╭─ Text section

Some people who felt scared of something or who felt that they were being unfairly treated in some way would complain to the authorities – they would ring up the council or complain to the police.  Again this is what many people who suffer from schizophrenia do – but one rarely reads about them in the papers either.  But what if you were walking down the street and someone tried to harm yourself or your child.  Maybe you would run, but perhaps you might ‘strike back’.  This, sadly, is the sort of scenario one reads about in the paper – the trouble though, in the case of someone who suffers from schizophrenia, is that the threat to themselves or their nearest and dearest is not real but a symptom of their illness.  However, to them it is as if it is real.  In the worst cases we read about the fear can be so overwhelming – or the need to get rid of the danger so great and immediate – that on very rare occasions greater violence or even a killing can take place.

╰─
╭─ The data

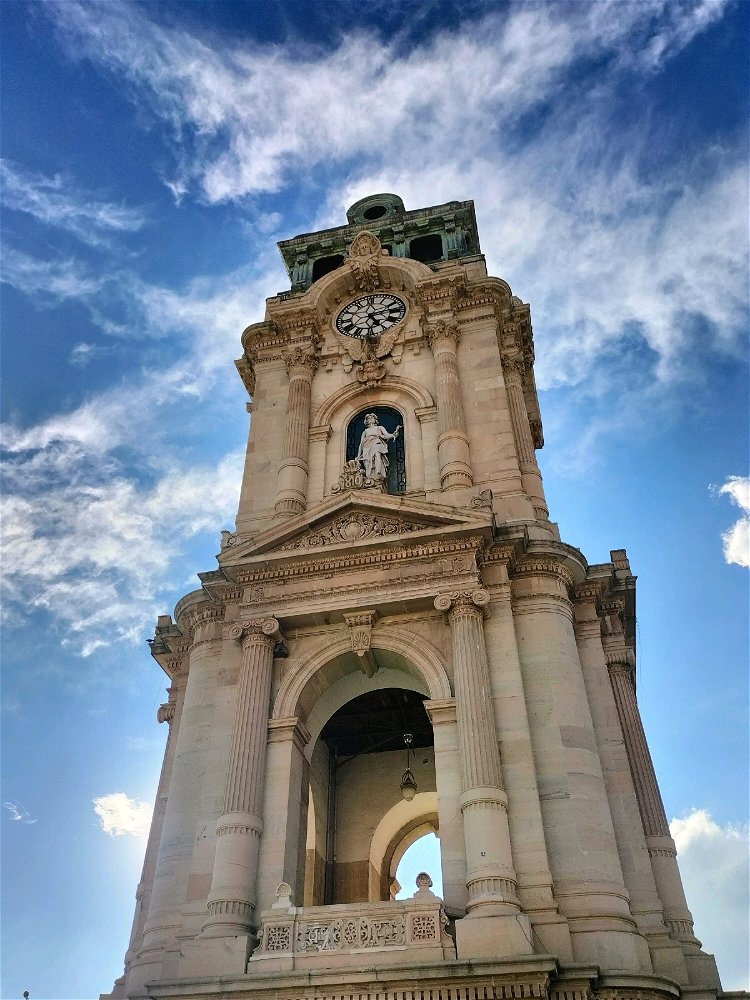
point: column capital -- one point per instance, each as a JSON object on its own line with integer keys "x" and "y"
{"x": 462, "y": 602}
{"x": 514, "y": 368}
{"x": 259, "y": 630}
{"x": 442, "y": 333}
{"x": 301, "y": 362}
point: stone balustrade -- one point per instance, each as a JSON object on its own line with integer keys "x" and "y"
{"x": 317, "y": 937}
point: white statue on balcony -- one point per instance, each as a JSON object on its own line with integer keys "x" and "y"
{"x": 373, "y": 447}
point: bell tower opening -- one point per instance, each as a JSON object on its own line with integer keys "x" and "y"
{"x": 364, "y": 821}
{"x": 390, "y": 419}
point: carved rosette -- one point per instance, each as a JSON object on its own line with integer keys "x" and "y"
{"x": 352, "y": 477}
{"x": 360, "y": 629}
{"x": 301, "y": 362}
{"x": 352, "y": 528}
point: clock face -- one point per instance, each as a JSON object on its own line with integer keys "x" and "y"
{"x": 370, "y": 315}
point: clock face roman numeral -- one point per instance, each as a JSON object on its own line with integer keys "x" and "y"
{"x": 370, "y": 315}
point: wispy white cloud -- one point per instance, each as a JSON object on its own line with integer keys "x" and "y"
{"x": 608, "y": 255}
{"x": 92, "y": 546}
{"x": 55, "y": 201}
{"x": 121, "y": 816}
{"x": 18, "y": 812}
{"x": 714, "y": 863}
{"x": 736, "y": 540}
{"x": 51, "y": 280}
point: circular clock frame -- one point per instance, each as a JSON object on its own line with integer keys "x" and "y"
{"x": 370, "y": 315}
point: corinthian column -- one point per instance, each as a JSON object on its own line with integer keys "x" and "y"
{"x": 661, "y": 847}
{"x": 291, "y": 494}
{"x": 531, "y": 477}
{"x": 231, "y": 902}
{"x": 490, "y": 877}
{"x": 453, "y": 442}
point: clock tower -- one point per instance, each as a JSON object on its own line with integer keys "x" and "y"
{"x": 395, "y": 641}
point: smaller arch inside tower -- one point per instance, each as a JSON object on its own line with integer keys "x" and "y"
{"x": 389, "y": 418}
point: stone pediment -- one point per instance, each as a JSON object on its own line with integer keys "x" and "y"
{"x": 350, "y": 520}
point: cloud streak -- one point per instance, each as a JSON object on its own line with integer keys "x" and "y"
{"x": 18, "y": 813}
{"x": 736, "y": 541}
{"x": 121, "y": 816}
{"x": 55, "y": 201}
{"x": 715, "y": 870}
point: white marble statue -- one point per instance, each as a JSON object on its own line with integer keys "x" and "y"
{"x": 373, "y": 447}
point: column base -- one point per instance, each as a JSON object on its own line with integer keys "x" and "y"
{"x": 499, "y": 936}
{"x": 216, "y": 956}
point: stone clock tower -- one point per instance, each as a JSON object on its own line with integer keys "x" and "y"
{"x": 396, "y": 640}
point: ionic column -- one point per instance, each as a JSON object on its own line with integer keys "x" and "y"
{"x": 531, "y": 477}
{"x": 282, "y": 847}
{"x": 453, "y": 441}
{"x": 645, "y": 904}
{"x": 231, "y": 901}
{"x": 661, "y": 847}
{"x": 291, "y": 494}
{"x": 490, "y": 876}
{"x": 581, "y": 844}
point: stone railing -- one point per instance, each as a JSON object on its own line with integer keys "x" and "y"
{"x": 343, "y": 935}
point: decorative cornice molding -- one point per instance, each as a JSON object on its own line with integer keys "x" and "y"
{"x": 541, "y": 566}
{"x": 463, "y": 602}
{"x": 347, "y": 562}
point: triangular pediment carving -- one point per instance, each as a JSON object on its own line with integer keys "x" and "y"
{"x": 352, "y": 518}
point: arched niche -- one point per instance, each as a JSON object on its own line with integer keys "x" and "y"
{"x": 408, "y": 398}
{"x": 391, "y": 419}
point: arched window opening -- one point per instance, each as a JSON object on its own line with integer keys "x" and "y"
{"x": 324, "y": 265}
{"x": 426, "y": 249}
{"x": 374, "y": 212}
{"x": 356, "y": 773}
{"x": 422, "y": 856}
{"x": 389, "y": 418}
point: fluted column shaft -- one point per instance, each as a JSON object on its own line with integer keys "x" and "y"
{"x": 661, "y": 846}
{"x": 291, "y": 496}
{"x": 531, "y": 478}
{"x": 231, "y": 901}
{"x": 490, "y": 877}
{"x": 453, "y": 441}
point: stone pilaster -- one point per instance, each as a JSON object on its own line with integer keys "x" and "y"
{"x": 513, "y": 372}
{"x": 158, "y": 956}
{"x": 661, "y": 847}
{"x": 453, "y": 441}
{"x": 291, "y": 494}
{"x": 170, "y": 713}
{"x": 282, "y": 846}
{"x": 581, "y": 844}
{"x": 645, "y": 904}
{"x": 490, "y": 877}
{"x": 231, "y": 901}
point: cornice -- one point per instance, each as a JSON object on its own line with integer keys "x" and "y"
{"x": 316, "y": 564}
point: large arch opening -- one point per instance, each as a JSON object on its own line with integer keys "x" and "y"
{"x": 359, "y": 823}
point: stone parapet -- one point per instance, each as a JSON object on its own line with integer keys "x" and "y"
{"x": 352, "y": 935}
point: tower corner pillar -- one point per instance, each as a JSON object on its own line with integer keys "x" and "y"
{"x": 494, "y": 924}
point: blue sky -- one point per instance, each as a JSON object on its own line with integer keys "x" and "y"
{"x": 152, "y": 156}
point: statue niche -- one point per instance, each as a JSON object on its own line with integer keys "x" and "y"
{"x": 389, "y": 419}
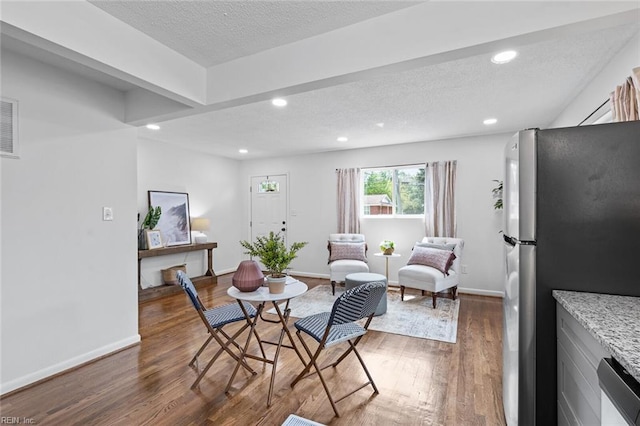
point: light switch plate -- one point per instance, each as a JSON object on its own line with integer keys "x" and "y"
{"x": 107, "y": 213}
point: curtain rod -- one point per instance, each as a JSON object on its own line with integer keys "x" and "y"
{"x": 594, "y": 111}
{"x": 399, "y": 165}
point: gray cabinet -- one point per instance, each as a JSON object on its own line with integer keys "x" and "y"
{"x": 578, "y": 356}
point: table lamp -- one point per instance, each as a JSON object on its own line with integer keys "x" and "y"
{"x": 198, "y": 225}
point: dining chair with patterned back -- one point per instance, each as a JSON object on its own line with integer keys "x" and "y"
{"x": 214, "y": 320}
{"x": 339, "y": 326}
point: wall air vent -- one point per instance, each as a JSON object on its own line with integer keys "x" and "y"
{"x": 8, "y": 127}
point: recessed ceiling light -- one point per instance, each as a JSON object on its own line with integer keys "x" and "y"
{"x": 504, "y": 57}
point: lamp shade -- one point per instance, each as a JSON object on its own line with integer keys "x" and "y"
{"x": 248, "y": 276}
{"x": 200, "y": 224}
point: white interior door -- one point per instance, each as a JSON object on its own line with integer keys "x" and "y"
{"x": 269, "y": 204}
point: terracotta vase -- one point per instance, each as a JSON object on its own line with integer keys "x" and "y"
{"x": 248, "y": 276}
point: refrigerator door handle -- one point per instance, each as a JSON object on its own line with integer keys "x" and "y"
{"x": 510, "y": 240}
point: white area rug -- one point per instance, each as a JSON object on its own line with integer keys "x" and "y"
{"x": 413, "y": 317}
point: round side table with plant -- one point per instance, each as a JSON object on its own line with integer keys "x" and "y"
{"x": 275, "y": 256}
{"x": 387, "y": 247}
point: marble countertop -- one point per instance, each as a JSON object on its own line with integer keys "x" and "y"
{"x": 613, "y": 320}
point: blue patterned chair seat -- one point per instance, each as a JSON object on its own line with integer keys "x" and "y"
{"x": 226, "y": 314}
{"x": 316, "y": 325}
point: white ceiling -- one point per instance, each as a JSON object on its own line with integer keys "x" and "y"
{"x": 433, "y": 97}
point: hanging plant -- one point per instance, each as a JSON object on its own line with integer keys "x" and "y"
{"x": 497, "y": 193}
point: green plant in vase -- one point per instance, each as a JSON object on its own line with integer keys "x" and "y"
{"x": 497, "y": 193}
{"x": 387, "y": 247}
{"x": 150, "y": 221}
{"x": 274, "y": 255}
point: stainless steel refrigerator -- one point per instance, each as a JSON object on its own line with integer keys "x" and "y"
{"x": 571, "y": 222}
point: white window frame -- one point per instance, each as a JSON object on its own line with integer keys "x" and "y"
{"x": 394, "y": 194}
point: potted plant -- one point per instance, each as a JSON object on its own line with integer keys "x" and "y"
{"x": 150, "y": 221}
{"x": 387, "y": 247}
{"x": 274, "y": 255}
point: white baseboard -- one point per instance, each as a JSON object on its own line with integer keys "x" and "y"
{"x": 68, "y": 364}
{"x": 481, "y": 292}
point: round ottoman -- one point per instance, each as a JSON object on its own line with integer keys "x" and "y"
{"x": 354, "y": 280}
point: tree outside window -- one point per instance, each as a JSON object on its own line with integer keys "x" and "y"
{"x": 393, "y": 191}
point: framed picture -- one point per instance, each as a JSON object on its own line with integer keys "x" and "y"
{"x": 154, "y": 239}
{"x": 174, "y": 220}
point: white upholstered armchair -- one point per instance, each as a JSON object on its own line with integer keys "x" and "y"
{"x": 432, "y": 268}
{"x": 347, "y": 255}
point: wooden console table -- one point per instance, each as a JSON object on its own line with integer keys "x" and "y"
{"x": 209, "y": 276}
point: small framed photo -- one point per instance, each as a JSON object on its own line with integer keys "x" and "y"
{"x": 154, "y": 239}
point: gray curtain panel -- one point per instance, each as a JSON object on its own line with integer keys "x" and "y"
{"x": 625, "y": 99}
{"x": 348, "y": 201}
{"x": 439, "y": 199}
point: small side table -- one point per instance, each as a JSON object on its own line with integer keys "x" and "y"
{"x": 386, "y": 256}
{"x": 261, "y": 297}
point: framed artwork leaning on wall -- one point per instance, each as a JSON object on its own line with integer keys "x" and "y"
{"x": 174, "y": 222}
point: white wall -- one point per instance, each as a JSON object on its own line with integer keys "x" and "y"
{"x": 597, "y": 91}
{"x": 313, "y": 199}
{"x": 214, "y": 190}
{"x": 68, "y": 291}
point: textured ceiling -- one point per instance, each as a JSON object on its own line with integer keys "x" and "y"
{"x": 441, "y": 95}
{"x": 442, "y": 101}
{"x": 213, "y": 32}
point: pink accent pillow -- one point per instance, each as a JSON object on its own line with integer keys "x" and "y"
{"x": 436, "y": 258}
{"x": 351, "y": 251}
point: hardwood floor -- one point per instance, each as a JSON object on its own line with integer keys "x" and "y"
{"x": 421, "y": 382}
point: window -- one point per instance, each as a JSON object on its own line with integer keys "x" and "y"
{"x": 395, "y": 191}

╰─

■ Problems and tasks:
a) Decide whether each statement agrees with the passage on schizophrenia, answering yes or no and quoting the words of the text that decide it.
(i) People with schizophrenia who complain to the authorities are often written about in the papers.
(ii) To a person with schizophrenia, the threat they sense feels real.
(iii) In the worst cases, violence or a killing is a common outcome.
b) Please answer these questions from the passage on schizophrenia.
(i) Besides ringing up the council, where might people who feel unfairly treated complain?
(ii) Instead of running, what might someone do if a person tried to harm them or their child?
(iii) For someone with schizophrenia, the threat to themselves or their nearest and dearest is a symptom of what?

■ Outputs for the tasks:
a)
(i) No: "but one rarely reads about them in the papers either."
(ii) Yes: "However, to them it is as if it is real."
(iii) No: "on very rare occasions greater violence or even a killing can take place."

b)
(i) To the police.
(ii) They might "strike back."
(iii) Their illness.